===== Data to use =====

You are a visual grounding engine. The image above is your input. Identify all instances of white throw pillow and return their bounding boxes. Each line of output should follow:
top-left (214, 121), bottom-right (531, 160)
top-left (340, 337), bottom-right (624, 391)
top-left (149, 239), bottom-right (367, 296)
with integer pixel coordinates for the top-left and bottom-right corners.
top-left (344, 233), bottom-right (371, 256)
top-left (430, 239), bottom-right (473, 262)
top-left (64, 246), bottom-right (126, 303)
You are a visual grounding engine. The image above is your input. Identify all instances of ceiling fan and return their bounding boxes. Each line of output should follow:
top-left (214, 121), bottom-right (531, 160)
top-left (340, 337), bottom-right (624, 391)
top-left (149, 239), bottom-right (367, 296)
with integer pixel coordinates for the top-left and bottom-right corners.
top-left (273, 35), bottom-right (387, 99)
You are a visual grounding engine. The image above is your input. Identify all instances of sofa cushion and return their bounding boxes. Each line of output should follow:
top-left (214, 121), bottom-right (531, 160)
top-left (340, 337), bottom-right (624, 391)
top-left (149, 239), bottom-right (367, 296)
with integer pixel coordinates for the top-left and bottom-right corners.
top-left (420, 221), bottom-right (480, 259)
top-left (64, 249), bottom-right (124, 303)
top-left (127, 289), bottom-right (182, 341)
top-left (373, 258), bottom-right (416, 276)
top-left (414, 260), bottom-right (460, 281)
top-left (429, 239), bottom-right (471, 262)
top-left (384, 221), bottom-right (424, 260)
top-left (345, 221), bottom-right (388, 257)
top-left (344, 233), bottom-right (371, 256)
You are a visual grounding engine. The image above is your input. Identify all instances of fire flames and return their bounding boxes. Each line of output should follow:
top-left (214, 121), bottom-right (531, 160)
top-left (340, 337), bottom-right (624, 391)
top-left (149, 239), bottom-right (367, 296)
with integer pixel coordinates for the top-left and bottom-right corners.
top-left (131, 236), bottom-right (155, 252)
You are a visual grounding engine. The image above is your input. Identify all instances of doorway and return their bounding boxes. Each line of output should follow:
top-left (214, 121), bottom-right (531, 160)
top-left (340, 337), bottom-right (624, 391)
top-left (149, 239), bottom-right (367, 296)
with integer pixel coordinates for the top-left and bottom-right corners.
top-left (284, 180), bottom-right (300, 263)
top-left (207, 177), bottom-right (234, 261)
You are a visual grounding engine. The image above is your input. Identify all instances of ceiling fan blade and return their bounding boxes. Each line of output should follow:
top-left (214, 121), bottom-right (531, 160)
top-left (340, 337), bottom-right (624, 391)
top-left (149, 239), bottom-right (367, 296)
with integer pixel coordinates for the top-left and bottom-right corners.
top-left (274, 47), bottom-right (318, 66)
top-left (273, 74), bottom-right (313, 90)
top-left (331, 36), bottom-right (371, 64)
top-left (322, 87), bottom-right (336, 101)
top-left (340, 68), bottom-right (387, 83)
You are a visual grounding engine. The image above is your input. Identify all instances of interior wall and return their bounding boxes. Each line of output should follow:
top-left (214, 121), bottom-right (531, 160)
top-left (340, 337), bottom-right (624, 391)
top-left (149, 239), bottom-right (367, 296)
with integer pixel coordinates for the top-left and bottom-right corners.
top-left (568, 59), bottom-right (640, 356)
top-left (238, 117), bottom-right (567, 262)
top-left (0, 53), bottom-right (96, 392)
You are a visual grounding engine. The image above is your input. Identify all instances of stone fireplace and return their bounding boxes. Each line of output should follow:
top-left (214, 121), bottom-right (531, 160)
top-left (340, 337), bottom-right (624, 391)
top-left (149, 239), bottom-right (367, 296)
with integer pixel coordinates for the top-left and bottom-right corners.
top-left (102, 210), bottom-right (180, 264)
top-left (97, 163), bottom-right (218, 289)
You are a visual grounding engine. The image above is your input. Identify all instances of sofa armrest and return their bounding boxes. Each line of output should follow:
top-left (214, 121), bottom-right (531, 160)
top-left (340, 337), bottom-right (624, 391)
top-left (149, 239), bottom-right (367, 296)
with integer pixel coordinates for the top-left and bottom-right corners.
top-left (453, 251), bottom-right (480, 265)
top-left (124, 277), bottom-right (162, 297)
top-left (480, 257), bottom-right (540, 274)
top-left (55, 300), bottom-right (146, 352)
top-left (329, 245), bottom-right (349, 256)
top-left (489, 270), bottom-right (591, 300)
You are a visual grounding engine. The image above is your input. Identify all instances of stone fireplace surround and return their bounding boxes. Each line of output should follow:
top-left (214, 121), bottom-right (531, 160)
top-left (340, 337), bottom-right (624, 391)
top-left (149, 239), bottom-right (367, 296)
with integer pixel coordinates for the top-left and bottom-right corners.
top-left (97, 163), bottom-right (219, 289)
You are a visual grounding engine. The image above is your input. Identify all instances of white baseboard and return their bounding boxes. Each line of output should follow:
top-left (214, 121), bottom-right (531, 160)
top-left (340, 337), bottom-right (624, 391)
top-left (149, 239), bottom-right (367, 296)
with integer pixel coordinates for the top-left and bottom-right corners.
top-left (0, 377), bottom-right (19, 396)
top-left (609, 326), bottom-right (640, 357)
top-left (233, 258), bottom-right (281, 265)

=====

Task details>
Can you give all the lines above as a numbered list, leaving out any blank ones?

Full solution>
1. You are a visual grounding engine. The image above is your input. Identify all instances of white throw pillow and return their bounding boxes. Each line of output should follow:
2. top-left (214, 121), bottom-right (531, 160)
3. top-left (340, 337), bottom-right (624, 391)
4. top-left (149, 239), bottom-right (367, 296)
5. with integer pixel coordinates for the top-left and bottom-right corners.
6. top-left (344, 233), bottom-right (371, 256)
7. top-left (430, 239), bottom-right (473, 262)
8. top-left (64, 246), bottom-right (126, 303)
9. You are a visual grounding engine. The image above is your input. Identify all instances of ceiling fan and return their bounding boxes. Each line of output should follow:
10. top-left (214, 121), bottom-right (531, 160)
11. top-left (340, 337), bottom-right (624, 391)
12. top-left (149, 239), bottom-right (367, 296)
13. with integer pixel coordinates for the top-left and bottom-right corners.
14. top-left (273, 35), bottom-right (387, 99)
15. You are a visual grounding engine. The image above is your input. Identify all instances of sofa cushion and return their bounding boxes. Each line of output should follow:
16. top-left (214, 121), bottom-right (531, 160)
17. top-left (340, 337), bottom-right (624, 391)
18. top-left (149, 239), bottom-right (367, 296)
19. with integer pixel coordinates for the top-left and bottom-right corners.
20. top-left (420, 221), bottom-right (480, 259)
21. top-left (64, 249), bottom-right (124, 303)
22. top-left (127, 289), bottom-right (182, 341)
23. top-left (373, 258), bottom-right (416, 276)
24. top-left (414, 260), bottom-right (460, 281)
25. top-left (429, 239), bottom-right (471, 262)
26. top-left (384, 221), bottom-right (424, 260)
27. top-left (345, 221), bottom-right (388, 257)
28. top-left (344, 233), bottom-right (371, 256)
29. You are a visual grounding engine. The image above is your input. Identify all instances of fire flames and return their bounding boxes. Each line of output should follow:
30. top-left (214, 121), bottom-right (531, 160)
31. top-left (340, 337), bottom-right (624, 391)
32. top-left (149, 239), bottom-right (367, 296)
33. with integer pixel coordinates for the top-left and bottom-right corners.
34. top-left (131, 236), bottom-right (155, 252)
35. You are a visual grounding engine. The image above is your input. Identify all instances of doorway and return their bounding boxes. Each line of output should follow:
36. top-left (214, 121), bottom-right (531, 160)
37. top-left (340, 337), bottom-right (624, 391)
38. top-left (149, 239), bottom-right (367, 296)
39. with integer pixel coordinates for the top-left and bottom-right corners.
40. top-left (284, 180), bottom-right (300, 263)
41. top-left (207, 177), bottom-right (234, 261)
42. You are a visual grounding engine. The image above is your input. Identify all instances of ceiling fan blade and return their bounding boxes. Each line of output should follow:
43. top-left (214, 121), bottom-right (531, 160)
44. top-left (340, 337), bottom-right (624, 391)
45. top-left (149, 239), bottom-right (367, 296)
46. with integer pixel coordinates for the top-left and bottom-right corners.
47. top-left (274, 47), bottom-right (318, 66)
48. top-left (273, 74), bottom-right (313, 90)
49. top-left (331, 36), bottom-right (371, 64)
50. top-left (322, 87), bottom-right (336, 101)
51. top-left (340, 68), bottom-right (387, 83)
52. You are a visual grounding engine. The image above is your input. Identify all instances of interior wall and return their bounding boxes. Each line of output should follow:
53. top-left (214, 121), bottom-right (531, 160)
54. top-left (340, 337), bottom-right (624, 391)
55. top-left (149, 239), bottom-right (367, 296)
56. with integer pixel coordinates for the top-left and bottom-right corners.
57. top-left (568, 59), bottom-right (640, 356)
58. top-left (238, 117), bottom-right (567, 262)
59. top-left (0, 53), bottom-right (96, 392)
60. You are a visual grounding engine. The image above is your input. Identify all instances of stone fireplace and return their bounding boxes. Each line of output should follow:
61. top-left (214, 121), bottom-right (531, 160)
62. top-left (340, 337), bottom-right (624, 391)
63. top-left (149, 239), bottom-right (367, 296)
64. with integer pixel coordinates for the top-left and bottom-right corners.
65. top-left (102, 210), bottom-right (180, 264)
66. top-left (97, 163), bottom-right (218, 289)
67. You are a visual grounding engine. The image above is your input. Identify all instances of sofa armrest and return their bounding boxes. Each line of output should follow:
68. top-left (214, 121), bottom-right (531, 160)
69. top-left (340, 337), bottom-right (624, 391)
70. top-left (149, 239), bottom-right (367, 296)
71. with integer pixel coordinates for the top-left and bottom-right corners.
72. top-left (453, 251), bottom-right (480, 265)
73. top-left (124, 277), bottom-right (162, 297)
74. top-left (480, 257), bottom-right (540, 274)
75. top-left (55, 300), bottom-right (146, 352)
76. top-left (329, 245), bottom-right (349, 256)
77. top-left (489, 270), bottom-right (591, 300)
78. You are a visual grounding engine. The image above is your input. Identify all instances of stone fireplace surround and return their bounding boxes. Each line of output should follow:
79. top-left (214, 121), bottom-right (531, 160)
80. top-left (340, 337), bottom-right (624, 391)
81. top-left (149, 239), bottom-right (367, 296)
82. with integer pixel coordinates for the top-left and bottom-right corners.
83. top-left (97, 163), bottom-right (219, 289)
84. You are a visual grounding engine. The image above is your input. Identify all instances of white baseboard and return their bounding boxes. Each line of output should follow:
85. top-left (214, 121), bottom-right (531, 160)
86. top-left (340, 337), bottom-right (624, 391)
87. top-left (149, 239), bottom-right (367, 296)
88. with integer pixel coordinates for the top-left and bottom-right corners.
89. top-left (0, 377), bottom-right (19, 396)
90. top-left (609, 326), bottom-right (640, 357)
91. top-left (233, 258), bottom-right (281, 265)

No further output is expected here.